> REQUIREMENTS
(a) Repeat word for word the section of the nuclear fusion passage starting with "At the same" and going on through "told New Scientist.".
(b) Does each statement agree with the nuclear fusion passage? Answer yes or no for each, quoting the deciding words. (i) The United States is expected to pay about 10 percent of the costs. (ii) Fusion releases energy when atoms are split apart. (iii) The International Atomic Energy Agency predicts that nuclear power will generate 27 percent of all worldwide energy by 2030.

> SUPPLIED TEXT
::::::::::

Global energy consumption is expected to rise by 60
percent over the next two decades -- a product of
industrialization and population growth, particularly in
China and India. The issue is compounded as more than
three-fourths of the world's energy is produced by burning
fossil fuels. As a greater emphasis is placed on limiting
greenhouse gases associated with such combustion, there's
now a need to come up with environmentally benign
technologies.
Enter nuclear power and specifically nuclear fusion.
Fusion is responsible for powering the sun and stars. So,
the goal is to imitate that process on earth, although it
is extremely difficult and expected to take as much as 50
years to do.
Today's nuclear reactors use fission that produces
energy when atoms are split apart. In contrast, fusion
releases energy as atoms are combined -- a process that
thus far consumes more energy than it generates. The aim
is to heat hydrogen gas to more than 100 million degrees
Celsius so that the atoms will fuse together instead of
bouncing off one another. The end result of that fusion
process is the production of 10 million times more power
than a typical chemical reaction, such as the burning of
fossil fuel.
That's why the consortium of 31 nations has come
together, all to try and get over the hurdles. The costs
will be split among the participants, with the United
States expected to ante up about 10 percent, or $1.2
billion. Existing experiments have shown it is possible to
replicate the suns energy here on earth, the participants
emphasized.
"There is no possibility of a runaway reaction and
because the gas will be so dilute, there is not enough
energy inside the plant to drive a major accident and not
much fuel would be available to be released to the
environment if an accident did occur," says Kaname Ikeda,
ITER's director-general, in a piece written for the BBC
of London.
No Guarantees
Without a doubt, success is anything but certain.
Because hydrogen plasma is heated to 100 million degrees
Celsius, it will damage the vessel that contains the
substance. Those are expensive parts that would often have
to be replaced.
An article in the journal Science argues that
scientists can spend more time and money trying to solve
that plasma problem and other engineering issues. But, the
reality is that nuclear fusion will never come to pass.
That's despite four decades of research and $20 billion
already spent. Beyond that, fusion power may be 50 years
off and the energy landscape could look drastically
different by then.
"The history of this dream is as discouraging as it is
expensive," wrote William Parkins, in Science
magazine. He has passed away but he was chief scientist at
Rockwell International and a physicist who worked on the
Manhattan Project.
Proponents of nuclear fusion beg to differ with that
viewpoint. They say that the current global energy market
is now valued at $3 trillion a year -- an amount that will
expand proportionately as developing nations modernize
their economies. Much of that consumption is fossil
fuel-fired and any energy source that can displace that
value would help better the human condition and the
environment, they say.
At the same time, those advocates go on to say that
efficiency efforts and renewable energy -- while essential
-- will not diminish in a major way the world's reliance
on coal, natural gas and oil. A large scale nuclear
project with an eye toward the future is therefore
necessary and practical.
"I was less convinced 30 years ago [that fusion could
become practical] but we have made incredible progress,"
Miklos Porkolab, director of the Plasma Fusion Center at
MIT, in Cambridge, Massachusetts, told New Scientist.
"The science is going to work," he says, "and the rest is
economics."
Nuclear energy currently comprises 16 percent of the
global energy mix. But the International Atomic Energy
Agency says that environmental concerns over fossil fuels
and the fact that they are a depleting resource mean the
use of reactors that use nuclear fission will grow. It
predicts such power will generate 27 percent of all
worldwide energy by 2030, although most of the growth will
occur in Asia where 22 of the last 31 plants have been
built.
In the coming decades, scientists and other researchers
are designing fission reactors that are expected to be
increasingly sophisticated. Longer term, however, many of
those experts have their eye on nuclear fusion -- a
technology that they argue is critical not just to nuclear
development but to all of power generation.

::::::::::

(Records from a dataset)
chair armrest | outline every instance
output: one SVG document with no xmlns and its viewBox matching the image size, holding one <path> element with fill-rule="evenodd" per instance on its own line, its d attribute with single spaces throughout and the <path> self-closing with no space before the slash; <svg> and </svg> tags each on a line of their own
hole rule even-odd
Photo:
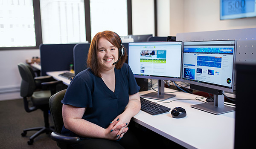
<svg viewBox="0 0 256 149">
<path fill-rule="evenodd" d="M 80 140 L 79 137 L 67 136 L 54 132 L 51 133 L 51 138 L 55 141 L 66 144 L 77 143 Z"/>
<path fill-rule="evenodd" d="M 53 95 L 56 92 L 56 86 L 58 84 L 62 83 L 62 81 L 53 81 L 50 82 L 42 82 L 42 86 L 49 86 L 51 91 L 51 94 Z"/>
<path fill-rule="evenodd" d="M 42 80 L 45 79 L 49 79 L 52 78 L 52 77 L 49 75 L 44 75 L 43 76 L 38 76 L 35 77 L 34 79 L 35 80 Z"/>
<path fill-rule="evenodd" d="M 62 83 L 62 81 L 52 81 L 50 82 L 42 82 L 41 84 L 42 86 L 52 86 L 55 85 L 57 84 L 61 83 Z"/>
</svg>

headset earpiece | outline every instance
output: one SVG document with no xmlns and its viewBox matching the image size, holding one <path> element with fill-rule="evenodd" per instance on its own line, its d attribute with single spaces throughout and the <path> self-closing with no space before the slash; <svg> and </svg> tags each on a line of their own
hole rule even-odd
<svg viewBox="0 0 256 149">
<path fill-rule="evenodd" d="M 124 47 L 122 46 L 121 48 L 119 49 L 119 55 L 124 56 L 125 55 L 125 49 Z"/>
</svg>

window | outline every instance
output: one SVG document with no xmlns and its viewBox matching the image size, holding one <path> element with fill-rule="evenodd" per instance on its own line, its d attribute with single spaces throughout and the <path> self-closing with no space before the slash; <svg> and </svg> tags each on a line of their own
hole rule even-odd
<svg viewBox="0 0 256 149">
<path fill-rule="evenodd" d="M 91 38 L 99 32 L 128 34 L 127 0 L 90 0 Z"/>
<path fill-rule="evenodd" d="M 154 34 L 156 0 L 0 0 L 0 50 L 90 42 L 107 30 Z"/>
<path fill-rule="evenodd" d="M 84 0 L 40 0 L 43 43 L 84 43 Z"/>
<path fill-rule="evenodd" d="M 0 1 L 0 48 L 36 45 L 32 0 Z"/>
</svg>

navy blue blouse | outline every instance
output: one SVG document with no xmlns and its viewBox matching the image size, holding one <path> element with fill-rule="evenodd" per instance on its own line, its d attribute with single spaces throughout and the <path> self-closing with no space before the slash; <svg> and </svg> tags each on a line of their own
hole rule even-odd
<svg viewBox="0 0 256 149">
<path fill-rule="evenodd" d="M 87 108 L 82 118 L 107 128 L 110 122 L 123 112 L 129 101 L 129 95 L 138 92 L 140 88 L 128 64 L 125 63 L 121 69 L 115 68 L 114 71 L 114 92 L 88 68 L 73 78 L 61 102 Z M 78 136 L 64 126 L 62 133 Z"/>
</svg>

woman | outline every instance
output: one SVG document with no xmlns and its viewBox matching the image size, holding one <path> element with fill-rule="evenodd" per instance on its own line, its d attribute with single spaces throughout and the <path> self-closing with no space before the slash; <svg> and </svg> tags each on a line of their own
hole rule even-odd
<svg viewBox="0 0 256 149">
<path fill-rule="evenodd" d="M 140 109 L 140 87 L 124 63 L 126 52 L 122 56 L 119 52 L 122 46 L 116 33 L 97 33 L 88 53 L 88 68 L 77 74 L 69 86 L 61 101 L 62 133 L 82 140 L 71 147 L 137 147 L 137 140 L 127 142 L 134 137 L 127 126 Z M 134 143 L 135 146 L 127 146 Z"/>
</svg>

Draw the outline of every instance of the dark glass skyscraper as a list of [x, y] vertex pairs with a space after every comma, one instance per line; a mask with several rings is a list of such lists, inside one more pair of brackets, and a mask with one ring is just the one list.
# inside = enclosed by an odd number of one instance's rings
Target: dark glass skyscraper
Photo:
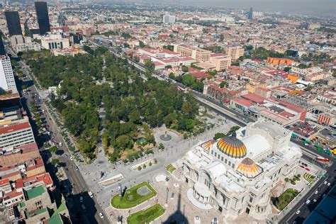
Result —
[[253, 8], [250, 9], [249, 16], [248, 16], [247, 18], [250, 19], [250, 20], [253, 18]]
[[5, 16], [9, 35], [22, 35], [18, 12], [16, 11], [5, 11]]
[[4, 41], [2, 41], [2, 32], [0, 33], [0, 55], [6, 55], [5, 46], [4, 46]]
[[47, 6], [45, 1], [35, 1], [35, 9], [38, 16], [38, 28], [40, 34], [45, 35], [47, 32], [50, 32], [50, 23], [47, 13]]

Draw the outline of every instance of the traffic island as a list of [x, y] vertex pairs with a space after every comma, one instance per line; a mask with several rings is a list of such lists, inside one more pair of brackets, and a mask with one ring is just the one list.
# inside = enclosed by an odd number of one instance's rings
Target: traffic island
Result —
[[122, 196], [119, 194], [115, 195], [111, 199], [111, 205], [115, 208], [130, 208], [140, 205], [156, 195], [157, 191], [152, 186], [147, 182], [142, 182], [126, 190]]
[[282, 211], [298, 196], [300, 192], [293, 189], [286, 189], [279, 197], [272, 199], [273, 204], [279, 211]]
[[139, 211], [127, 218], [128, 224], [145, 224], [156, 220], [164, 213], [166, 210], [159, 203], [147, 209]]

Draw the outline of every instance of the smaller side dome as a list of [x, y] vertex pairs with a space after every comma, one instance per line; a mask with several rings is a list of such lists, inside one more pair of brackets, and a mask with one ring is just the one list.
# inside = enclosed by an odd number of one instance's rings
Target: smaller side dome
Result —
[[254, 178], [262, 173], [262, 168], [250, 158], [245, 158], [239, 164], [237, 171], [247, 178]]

::::::::::

> WORKED SOLUTIONS
(a)
At the same time, those advocates go on to say that
efficiency efforts and renewable energy -- while essential
-- will not diminish in a major way the world's reliance
on coal, natural gas and oil. A large scale nuclear
project with an eye toward the future is therefore
necessary and practical.
"I was less convinced 30 years ago [that fusion could
become practical] but we have made incredible progress,"
Miklos Porkolab, director of the Plasma Fusion Center at
MIT, in Cambridge, Massachusetts, told New Scientist.

(b)
(i) Yes: "with the United States expected to ante up about 10 percent, or $1.2 billion."
(ii) No: "fusion releases energy as atoms are combined."
(iii) Yes: "It predicts such power will generate 27 percent of all worldwide energy by 2030."